____ EXERCISE DATA

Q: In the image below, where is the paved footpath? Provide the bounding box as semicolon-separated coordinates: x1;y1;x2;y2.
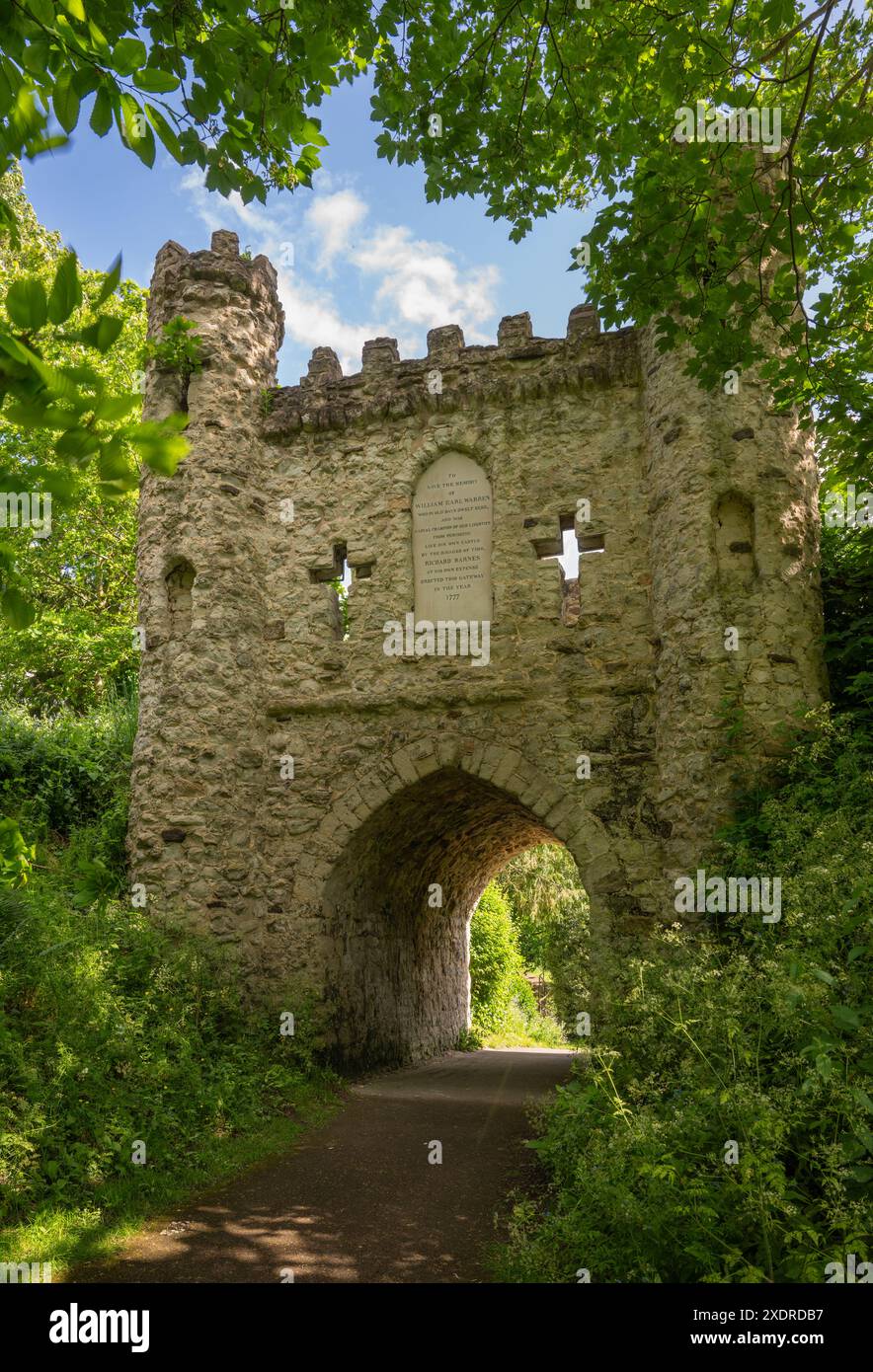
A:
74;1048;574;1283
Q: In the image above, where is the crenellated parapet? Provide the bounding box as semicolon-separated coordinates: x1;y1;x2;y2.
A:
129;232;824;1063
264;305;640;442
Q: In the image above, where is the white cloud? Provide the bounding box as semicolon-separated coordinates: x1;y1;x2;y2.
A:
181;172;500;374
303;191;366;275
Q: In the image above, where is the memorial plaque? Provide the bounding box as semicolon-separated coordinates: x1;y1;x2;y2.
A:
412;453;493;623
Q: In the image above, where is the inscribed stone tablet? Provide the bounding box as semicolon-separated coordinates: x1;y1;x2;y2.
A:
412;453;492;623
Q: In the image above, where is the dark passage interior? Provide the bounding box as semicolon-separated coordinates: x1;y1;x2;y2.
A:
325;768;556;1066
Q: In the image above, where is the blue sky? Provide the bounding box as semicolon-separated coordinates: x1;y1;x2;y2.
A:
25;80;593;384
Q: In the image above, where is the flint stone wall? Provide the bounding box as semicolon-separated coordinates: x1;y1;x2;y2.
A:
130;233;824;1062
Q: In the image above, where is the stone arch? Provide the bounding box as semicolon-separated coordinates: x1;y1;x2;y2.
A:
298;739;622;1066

________

:: SHORT TASK ::
Identify each line of the data above that contains the word "stone" and copy those lines.

:: RESULT ::
Q: In the image above, where is the inscribed stone tablet? Provide the bounding box as semicolon-separated coordinates: x1;y1;x2;y2.
Q: In the image above, where is the flint stone wall? Provide the bounding box as semicolon-separated coordinates: x1;y1;x2;y2.
Q: In the image above, where is the stone arch? Provide the bounding box as semicolon-separated coordinates: x1;y1;x2;y2.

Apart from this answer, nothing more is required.